# Document extract:
Begin

Your link is basically a set of personal opinions with not concise
arguments at all against the "popular" keys that support dark mode use.

They refer to only 1 study; for the eye stress; they suggest to work
less in light screen mode while they present the comfortableness of dark
mode as an addiction problem.

So when you say "quantifiably worse" I hope you refer to something
else. OTOH there are also other "studies" blaming emacs for carpal
tunnel syndrome and even some posts of special keyboards only for
emacs... so not all "studies" are serious.

There actually are serious market studies, company studies, application
studies, ergonomic studies supporting dark mode. But also in the link I
shared there are the statistics of downloaded emacs themes; the
popularity experience of spacemacs or doom-emacs and also other editors
(atom, sublime, VSCode, Android Studio, the new Arduino IDE). Is
everybody wrong?

End

# Required task:
Pick up the dark mode reply where it stops and carry it on. The lines that come next are separate material with no tie to the dark mode reply above.

# Data section:

Begin

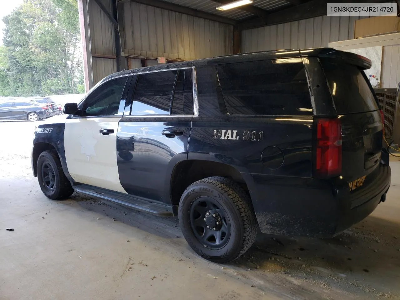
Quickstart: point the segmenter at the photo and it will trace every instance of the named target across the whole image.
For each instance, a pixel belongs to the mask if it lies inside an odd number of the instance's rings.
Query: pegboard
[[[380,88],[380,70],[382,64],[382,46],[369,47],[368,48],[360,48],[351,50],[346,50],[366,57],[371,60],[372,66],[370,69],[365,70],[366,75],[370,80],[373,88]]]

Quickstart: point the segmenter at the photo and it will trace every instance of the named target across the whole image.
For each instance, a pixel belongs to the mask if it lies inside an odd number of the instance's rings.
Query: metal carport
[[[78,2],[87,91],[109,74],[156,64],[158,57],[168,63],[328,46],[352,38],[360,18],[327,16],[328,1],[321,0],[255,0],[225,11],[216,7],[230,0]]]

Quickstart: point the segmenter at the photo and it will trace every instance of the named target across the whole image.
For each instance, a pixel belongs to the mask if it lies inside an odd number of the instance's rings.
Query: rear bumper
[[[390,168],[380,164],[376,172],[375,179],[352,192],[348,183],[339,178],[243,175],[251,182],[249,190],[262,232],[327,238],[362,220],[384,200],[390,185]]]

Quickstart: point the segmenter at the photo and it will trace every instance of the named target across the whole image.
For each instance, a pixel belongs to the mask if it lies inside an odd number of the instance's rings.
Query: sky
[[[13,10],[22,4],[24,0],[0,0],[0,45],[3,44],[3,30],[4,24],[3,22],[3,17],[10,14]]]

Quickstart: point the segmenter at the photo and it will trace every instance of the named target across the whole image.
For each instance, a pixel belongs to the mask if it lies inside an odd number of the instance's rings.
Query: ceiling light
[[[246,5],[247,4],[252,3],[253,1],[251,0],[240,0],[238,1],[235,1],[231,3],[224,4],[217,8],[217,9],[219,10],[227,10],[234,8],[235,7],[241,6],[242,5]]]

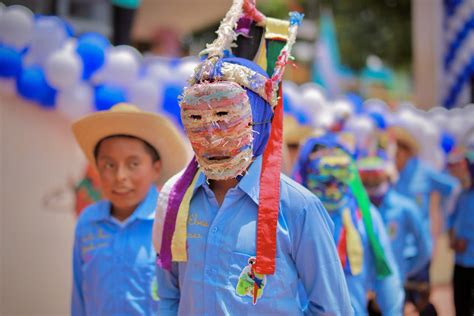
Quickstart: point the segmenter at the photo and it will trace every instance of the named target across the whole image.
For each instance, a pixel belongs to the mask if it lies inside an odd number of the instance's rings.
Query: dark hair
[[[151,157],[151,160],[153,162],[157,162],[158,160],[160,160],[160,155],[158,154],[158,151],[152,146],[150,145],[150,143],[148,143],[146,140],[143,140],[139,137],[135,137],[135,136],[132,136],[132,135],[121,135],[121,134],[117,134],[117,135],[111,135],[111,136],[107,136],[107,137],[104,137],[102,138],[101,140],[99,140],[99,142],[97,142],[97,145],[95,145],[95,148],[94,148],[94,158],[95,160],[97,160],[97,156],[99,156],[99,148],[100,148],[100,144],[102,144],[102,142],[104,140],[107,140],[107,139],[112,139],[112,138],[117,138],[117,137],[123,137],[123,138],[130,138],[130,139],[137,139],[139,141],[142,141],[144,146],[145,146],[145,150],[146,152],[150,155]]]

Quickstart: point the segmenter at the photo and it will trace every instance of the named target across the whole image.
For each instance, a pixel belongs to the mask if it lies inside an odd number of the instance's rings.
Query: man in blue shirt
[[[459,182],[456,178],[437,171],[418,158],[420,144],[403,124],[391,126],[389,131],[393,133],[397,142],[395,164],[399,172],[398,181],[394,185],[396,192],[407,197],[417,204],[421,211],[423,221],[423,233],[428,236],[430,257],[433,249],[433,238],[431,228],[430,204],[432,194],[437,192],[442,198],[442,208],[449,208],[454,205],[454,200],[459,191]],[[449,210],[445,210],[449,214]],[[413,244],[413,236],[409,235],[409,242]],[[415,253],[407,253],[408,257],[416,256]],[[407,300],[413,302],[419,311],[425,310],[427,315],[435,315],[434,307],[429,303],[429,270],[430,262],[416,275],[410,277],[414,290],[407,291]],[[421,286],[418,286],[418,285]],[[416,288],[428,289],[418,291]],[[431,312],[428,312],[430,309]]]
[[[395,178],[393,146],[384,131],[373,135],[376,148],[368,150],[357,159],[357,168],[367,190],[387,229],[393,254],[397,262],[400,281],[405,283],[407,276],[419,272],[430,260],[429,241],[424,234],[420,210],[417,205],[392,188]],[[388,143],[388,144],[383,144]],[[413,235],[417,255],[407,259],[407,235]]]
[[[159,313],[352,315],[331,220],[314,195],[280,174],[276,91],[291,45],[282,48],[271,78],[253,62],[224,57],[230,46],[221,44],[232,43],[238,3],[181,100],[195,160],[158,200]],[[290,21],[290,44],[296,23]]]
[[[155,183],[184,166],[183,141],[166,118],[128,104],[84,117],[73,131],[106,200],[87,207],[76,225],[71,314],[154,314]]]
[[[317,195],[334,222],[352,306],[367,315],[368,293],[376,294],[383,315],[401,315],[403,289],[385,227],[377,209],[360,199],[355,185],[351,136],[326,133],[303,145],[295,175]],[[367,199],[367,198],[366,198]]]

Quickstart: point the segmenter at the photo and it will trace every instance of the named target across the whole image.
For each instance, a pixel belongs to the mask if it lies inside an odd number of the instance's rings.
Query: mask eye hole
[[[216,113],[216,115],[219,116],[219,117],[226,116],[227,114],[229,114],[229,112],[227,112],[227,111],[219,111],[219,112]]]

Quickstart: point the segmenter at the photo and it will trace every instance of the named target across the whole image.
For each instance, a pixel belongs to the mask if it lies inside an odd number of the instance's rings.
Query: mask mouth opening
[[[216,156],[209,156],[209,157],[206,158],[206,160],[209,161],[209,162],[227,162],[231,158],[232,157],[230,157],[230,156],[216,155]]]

End

# Written answer:
I won't insist on this because in my experience this doesn't go
anywhere. But when I talked about theme I made in the general way
(font-lock, terminal, bars); because even vim has "better" default
colors. Dark thing was just one part of this.
On Sun, Sep 06, 2020 at 11:00:39PM +0800, Elias M?rtenson wrote:
On Sun, 6 Sep 2020 at 22:45, Alfred M. Szmidt <ams@gnu.org> wrote:

   1) Improve the default theme: Maybe set a default dark theme to make
   emacs feel more modern. Experienced users usually already have a custom
   theme, so they won't be affected. There is actually some statistics
   about downloades themes here:

This would be an utterly disastrous change.  As an experienced user, I
do not have a custom theme, and prefer to use the defaults of Emacs.

Same for me, and I'm pretty sure we're not alone.

Also, while dark background is popular right now, it's not necessarily
better. Apart from the fact that there is actual science showing that dark
backgrounds are worse for one's eyes, I believe the current trend is merely
the pendulum is swinging back.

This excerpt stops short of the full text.